[Directions for this task]:
Output the lines from the start of the rows through the line containing "377L210 369L141 375L126", both ends included, as a numbered list with blank lines omitted. Leave the pictures out of the answer.

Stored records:
::::::::
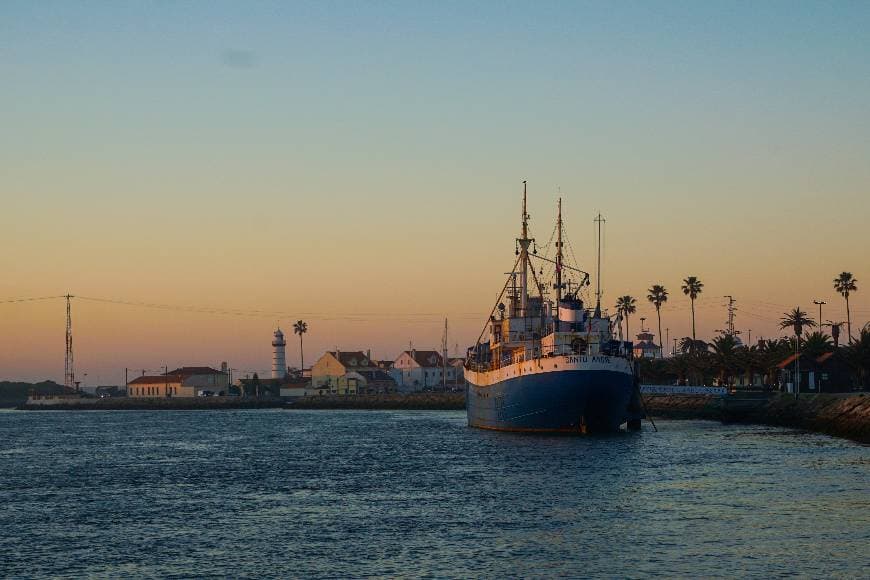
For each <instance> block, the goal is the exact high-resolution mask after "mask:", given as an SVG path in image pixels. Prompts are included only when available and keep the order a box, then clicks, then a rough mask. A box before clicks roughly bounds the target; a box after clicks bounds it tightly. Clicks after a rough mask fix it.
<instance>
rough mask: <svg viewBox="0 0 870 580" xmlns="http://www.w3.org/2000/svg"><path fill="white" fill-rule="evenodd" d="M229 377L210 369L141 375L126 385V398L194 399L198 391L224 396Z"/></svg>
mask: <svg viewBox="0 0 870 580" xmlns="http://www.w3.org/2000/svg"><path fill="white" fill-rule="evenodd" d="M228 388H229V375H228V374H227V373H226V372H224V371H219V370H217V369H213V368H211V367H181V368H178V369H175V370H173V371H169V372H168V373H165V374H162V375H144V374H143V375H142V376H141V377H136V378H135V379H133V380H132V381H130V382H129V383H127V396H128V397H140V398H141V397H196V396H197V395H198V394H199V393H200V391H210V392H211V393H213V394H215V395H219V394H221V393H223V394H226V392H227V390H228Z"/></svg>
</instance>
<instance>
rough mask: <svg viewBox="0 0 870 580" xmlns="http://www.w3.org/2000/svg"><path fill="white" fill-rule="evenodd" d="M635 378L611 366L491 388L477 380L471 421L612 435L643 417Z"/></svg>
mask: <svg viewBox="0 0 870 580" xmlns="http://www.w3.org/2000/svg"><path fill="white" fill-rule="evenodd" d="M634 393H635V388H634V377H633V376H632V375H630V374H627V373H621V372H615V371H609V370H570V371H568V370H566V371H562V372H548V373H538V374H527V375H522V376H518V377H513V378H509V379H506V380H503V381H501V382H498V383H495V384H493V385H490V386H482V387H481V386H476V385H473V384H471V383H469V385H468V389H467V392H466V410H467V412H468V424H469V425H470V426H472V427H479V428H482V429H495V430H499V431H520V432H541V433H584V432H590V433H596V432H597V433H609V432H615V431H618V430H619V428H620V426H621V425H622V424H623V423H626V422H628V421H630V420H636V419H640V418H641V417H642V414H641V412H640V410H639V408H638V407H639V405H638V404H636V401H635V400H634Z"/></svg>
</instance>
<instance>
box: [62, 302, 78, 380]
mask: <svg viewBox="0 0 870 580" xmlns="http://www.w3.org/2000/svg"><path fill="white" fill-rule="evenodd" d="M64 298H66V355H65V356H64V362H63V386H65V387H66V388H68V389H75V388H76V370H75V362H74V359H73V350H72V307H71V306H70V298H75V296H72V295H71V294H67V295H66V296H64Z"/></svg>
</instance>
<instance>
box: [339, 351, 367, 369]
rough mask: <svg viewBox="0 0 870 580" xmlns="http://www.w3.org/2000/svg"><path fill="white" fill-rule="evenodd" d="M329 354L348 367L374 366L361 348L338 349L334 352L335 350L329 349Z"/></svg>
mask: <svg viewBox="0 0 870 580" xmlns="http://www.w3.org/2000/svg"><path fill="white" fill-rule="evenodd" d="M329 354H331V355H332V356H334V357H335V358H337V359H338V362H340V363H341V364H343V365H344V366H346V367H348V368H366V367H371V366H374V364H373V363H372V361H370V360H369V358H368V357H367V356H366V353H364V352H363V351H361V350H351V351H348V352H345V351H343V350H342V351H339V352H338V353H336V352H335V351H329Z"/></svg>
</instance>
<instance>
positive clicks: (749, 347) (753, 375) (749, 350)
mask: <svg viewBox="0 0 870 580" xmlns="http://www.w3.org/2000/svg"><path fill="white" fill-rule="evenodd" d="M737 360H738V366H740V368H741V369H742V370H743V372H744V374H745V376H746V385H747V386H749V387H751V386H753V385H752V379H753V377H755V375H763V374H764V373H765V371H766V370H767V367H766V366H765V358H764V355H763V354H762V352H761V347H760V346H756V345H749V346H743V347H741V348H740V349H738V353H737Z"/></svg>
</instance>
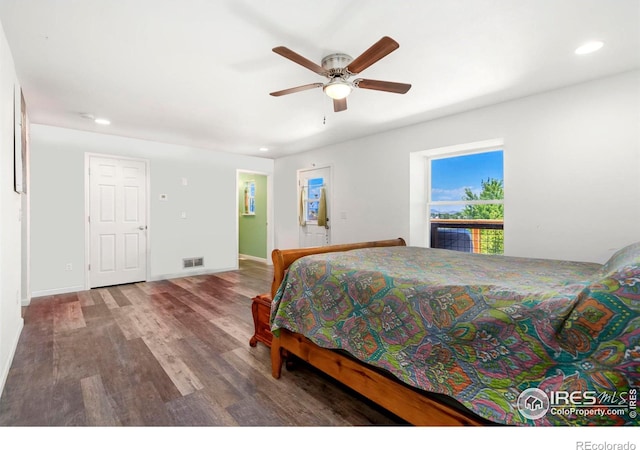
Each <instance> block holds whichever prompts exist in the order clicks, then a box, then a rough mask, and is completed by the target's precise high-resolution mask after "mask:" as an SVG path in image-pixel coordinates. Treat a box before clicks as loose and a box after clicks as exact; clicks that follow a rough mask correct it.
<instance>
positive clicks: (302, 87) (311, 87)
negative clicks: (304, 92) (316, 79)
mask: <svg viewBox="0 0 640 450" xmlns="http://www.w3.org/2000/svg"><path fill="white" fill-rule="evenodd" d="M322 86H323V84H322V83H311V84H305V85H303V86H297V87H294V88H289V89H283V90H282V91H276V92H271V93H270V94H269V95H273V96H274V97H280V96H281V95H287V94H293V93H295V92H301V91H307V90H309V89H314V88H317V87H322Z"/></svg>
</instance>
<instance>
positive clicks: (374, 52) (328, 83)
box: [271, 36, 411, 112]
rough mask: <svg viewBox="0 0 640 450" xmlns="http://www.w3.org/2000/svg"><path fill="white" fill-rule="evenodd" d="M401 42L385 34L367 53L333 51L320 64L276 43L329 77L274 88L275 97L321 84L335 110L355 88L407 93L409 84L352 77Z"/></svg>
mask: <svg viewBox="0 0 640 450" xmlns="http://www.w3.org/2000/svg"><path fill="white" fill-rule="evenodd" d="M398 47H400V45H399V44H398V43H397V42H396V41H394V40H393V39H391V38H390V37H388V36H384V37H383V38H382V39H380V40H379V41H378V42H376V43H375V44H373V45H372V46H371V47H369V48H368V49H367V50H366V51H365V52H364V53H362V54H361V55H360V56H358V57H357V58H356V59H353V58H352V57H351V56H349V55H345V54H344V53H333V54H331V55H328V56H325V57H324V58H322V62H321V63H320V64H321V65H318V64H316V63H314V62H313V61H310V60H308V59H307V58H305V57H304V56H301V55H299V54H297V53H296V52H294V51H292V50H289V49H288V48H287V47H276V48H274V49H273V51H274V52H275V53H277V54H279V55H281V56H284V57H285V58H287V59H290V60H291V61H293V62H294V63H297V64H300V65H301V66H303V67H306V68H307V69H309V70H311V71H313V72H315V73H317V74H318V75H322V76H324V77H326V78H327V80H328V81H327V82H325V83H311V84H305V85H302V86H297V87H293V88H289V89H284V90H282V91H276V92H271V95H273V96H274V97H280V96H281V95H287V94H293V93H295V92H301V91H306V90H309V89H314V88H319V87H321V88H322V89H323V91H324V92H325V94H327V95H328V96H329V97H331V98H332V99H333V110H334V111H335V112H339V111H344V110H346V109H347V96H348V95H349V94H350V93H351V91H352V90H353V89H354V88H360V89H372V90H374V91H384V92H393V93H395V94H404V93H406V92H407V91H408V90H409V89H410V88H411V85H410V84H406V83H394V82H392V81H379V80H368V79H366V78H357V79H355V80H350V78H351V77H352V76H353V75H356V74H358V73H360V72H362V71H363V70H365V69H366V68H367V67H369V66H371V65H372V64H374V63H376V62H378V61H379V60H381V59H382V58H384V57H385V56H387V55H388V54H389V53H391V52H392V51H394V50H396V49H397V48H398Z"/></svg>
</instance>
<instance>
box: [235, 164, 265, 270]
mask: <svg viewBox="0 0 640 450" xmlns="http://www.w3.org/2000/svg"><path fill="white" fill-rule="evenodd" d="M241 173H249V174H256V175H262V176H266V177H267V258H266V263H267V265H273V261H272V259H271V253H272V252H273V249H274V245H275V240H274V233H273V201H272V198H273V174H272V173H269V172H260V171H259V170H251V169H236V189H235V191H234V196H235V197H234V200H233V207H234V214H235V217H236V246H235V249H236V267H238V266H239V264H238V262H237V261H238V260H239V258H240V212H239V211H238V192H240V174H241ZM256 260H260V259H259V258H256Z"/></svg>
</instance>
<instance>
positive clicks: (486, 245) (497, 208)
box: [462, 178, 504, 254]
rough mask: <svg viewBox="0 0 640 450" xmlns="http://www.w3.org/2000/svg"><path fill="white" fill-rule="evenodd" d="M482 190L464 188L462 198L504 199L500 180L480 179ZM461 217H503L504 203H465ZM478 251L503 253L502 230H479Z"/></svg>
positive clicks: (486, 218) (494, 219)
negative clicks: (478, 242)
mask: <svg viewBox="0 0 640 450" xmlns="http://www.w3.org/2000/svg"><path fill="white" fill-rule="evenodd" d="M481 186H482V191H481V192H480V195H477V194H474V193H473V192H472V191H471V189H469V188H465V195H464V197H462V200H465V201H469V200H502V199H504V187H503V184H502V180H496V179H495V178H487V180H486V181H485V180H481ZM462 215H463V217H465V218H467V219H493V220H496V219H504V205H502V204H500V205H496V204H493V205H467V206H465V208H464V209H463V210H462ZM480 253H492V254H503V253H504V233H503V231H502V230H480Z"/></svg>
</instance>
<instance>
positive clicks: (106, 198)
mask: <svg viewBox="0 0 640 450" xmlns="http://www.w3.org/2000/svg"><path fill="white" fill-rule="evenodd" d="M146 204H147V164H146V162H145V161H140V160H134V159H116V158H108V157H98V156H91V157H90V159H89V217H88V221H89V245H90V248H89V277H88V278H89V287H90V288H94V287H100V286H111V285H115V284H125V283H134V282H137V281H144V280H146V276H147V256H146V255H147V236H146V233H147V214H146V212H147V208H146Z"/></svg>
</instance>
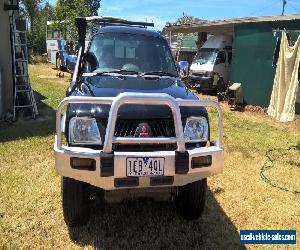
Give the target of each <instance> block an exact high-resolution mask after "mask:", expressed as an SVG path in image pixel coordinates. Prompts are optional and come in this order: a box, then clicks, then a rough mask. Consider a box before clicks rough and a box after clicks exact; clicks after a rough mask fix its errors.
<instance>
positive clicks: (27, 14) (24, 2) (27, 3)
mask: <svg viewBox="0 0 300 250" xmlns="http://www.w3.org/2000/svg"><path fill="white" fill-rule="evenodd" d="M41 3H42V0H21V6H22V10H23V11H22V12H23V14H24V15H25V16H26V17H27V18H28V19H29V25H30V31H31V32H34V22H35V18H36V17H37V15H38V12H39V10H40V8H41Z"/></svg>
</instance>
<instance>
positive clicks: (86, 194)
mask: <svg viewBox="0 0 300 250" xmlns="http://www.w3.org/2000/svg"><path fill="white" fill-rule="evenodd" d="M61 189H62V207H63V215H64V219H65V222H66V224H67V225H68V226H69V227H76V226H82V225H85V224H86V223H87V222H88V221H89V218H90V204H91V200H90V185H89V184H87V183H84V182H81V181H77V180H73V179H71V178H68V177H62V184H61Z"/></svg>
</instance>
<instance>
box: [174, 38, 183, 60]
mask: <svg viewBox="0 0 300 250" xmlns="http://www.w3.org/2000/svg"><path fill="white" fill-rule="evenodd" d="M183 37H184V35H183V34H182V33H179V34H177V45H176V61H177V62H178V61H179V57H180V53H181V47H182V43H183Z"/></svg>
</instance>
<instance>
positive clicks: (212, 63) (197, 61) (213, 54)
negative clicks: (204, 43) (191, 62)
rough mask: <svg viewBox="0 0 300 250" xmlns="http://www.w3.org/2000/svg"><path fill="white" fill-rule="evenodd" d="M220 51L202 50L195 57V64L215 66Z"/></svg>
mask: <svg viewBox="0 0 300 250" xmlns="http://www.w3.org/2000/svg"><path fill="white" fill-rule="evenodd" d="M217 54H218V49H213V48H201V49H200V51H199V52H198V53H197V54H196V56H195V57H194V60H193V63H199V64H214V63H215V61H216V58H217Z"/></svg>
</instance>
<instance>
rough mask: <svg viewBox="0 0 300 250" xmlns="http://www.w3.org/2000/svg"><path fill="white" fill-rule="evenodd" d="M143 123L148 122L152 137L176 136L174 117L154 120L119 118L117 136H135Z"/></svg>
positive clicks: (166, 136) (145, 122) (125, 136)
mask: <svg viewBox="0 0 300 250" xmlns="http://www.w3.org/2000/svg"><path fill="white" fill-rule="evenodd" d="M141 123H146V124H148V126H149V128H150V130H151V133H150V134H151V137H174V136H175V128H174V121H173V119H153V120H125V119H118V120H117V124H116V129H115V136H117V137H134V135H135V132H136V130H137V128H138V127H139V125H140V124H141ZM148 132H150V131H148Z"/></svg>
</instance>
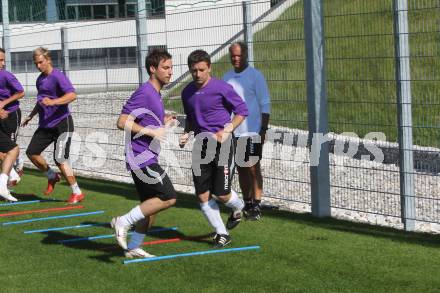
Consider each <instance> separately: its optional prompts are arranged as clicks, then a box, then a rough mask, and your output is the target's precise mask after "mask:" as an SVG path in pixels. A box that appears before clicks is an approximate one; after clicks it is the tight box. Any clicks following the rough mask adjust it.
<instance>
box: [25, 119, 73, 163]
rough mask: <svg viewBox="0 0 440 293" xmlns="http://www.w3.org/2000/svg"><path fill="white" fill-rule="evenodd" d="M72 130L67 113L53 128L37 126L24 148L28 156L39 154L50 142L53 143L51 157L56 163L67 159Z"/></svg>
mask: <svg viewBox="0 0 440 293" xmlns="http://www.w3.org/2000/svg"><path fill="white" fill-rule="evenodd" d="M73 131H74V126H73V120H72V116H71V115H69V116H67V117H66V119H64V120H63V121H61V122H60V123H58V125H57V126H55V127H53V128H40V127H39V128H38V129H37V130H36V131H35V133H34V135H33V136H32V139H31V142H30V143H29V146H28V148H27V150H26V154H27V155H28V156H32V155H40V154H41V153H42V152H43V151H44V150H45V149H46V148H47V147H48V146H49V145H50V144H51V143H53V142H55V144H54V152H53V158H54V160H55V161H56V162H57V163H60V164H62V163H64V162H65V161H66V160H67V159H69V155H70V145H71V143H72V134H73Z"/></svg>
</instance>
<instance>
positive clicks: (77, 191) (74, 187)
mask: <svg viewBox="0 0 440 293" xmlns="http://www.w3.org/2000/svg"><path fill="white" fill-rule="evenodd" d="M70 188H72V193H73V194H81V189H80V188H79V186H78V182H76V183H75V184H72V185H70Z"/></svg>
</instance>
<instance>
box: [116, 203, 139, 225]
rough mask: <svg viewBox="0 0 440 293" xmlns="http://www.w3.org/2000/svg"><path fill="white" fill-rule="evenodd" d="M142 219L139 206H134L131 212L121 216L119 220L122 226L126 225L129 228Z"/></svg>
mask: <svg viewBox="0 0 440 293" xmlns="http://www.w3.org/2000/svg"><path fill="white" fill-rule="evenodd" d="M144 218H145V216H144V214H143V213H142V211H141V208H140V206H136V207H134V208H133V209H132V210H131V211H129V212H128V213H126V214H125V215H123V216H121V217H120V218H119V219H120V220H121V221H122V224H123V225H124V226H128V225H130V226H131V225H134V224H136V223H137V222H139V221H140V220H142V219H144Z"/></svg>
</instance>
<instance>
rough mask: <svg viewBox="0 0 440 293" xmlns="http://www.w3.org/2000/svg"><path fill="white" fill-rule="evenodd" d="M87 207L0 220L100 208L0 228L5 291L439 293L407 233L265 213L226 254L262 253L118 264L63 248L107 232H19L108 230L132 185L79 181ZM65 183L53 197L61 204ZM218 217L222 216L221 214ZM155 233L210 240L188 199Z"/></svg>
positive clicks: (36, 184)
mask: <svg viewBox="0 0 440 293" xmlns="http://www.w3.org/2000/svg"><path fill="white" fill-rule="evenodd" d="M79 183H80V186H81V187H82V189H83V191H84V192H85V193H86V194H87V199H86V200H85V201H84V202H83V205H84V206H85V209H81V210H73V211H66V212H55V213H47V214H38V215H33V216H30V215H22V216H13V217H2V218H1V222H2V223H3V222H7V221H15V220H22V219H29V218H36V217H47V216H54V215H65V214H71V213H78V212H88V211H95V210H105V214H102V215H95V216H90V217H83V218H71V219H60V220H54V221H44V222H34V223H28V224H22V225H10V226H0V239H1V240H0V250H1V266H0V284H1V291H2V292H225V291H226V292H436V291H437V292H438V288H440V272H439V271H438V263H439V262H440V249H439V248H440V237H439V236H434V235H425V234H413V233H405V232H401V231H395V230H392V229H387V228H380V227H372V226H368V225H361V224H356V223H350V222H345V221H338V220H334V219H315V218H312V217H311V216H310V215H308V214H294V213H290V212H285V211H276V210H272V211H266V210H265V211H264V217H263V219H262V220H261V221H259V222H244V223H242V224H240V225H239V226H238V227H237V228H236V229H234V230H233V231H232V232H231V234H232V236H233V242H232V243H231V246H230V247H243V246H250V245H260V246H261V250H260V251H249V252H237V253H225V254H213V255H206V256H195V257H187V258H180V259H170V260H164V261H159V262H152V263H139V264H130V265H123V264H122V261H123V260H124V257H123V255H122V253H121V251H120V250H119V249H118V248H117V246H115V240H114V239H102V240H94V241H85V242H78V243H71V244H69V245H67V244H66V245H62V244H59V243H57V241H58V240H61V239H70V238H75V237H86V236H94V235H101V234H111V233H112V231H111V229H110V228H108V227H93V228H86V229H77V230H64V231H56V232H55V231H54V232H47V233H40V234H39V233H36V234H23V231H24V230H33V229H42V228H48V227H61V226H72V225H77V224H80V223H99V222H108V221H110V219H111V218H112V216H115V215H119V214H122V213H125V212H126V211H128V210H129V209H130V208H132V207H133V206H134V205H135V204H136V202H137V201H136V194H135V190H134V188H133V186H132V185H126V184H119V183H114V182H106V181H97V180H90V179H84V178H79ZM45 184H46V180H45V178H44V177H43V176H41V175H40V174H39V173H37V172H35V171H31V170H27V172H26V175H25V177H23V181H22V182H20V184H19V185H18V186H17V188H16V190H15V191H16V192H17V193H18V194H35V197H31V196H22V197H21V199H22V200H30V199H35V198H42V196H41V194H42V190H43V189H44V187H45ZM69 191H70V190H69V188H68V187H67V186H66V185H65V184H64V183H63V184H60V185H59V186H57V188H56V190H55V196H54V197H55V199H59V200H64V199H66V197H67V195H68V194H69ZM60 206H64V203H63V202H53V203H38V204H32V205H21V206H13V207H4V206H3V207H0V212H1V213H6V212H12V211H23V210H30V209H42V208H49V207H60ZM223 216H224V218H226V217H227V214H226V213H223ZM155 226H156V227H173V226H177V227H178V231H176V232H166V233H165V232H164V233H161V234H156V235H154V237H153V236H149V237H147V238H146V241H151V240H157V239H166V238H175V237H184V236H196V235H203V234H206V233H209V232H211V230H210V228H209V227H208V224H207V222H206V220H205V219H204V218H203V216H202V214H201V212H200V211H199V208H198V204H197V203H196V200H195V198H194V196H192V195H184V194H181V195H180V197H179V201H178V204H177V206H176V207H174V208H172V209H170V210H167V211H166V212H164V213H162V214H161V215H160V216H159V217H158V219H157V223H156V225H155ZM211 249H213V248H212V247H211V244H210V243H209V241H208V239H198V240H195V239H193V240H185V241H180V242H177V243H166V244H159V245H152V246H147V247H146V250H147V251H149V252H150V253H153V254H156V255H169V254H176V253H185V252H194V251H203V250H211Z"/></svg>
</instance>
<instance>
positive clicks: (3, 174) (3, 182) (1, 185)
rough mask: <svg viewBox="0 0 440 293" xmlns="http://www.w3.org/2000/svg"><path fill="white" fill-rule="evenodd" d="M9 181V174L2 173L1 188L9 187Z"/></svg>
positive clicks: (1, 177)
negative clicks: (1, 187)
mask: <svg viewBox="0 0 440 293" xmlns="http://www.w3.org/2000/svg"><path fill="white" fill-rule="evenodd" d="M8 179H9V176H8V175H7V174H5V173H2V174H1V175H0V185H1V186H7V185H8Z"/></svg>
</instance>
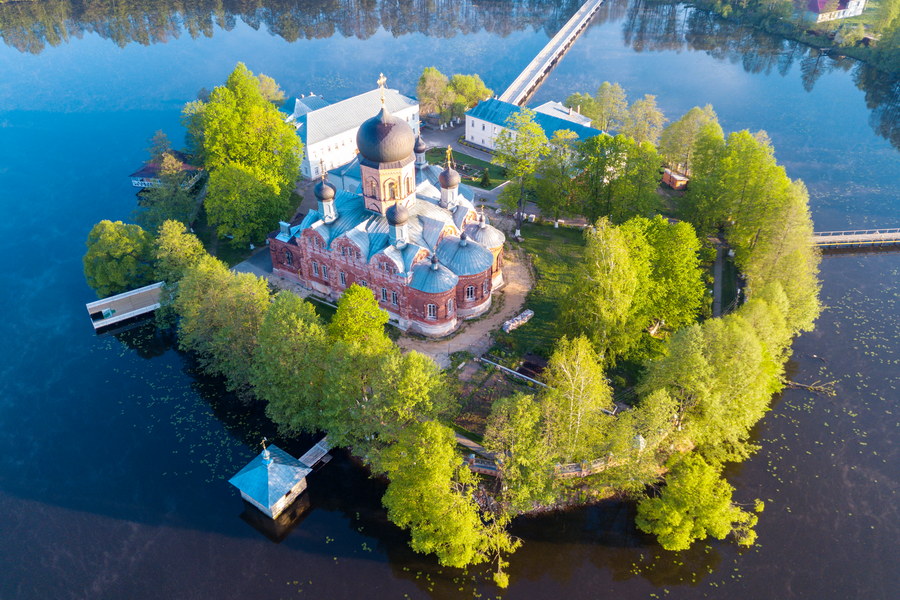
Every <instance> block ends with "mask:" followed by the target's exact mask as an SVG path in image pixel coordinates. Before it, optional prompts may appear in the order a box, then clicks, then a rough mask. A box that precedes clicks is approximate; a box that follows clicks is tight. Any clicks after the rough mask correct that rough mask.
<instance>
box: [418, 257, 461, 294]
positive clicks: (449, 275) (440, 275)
::::::::
[Expected answer]:
1. For each <instance> block, the goal is the exact high-resolution mask after "mask:", given as an SVG path in image pixels. Prompts are included only when available and keep the order a box, then clicks, then a rough mask. A box before clicks roughly bounds the target; a box after clicks bounds it tightly. Clicks after a rough mask fix it.
2. <instance>
3. rough mask: <svg viewBox="0 0 870 580" xmlns="http://www.w3.org/2000/svg"><path fill="white" fill-rule="evenodd" d="M229 377L210 369L141 375L126 385V398L194 399L198 391L224 396Z"/></svg>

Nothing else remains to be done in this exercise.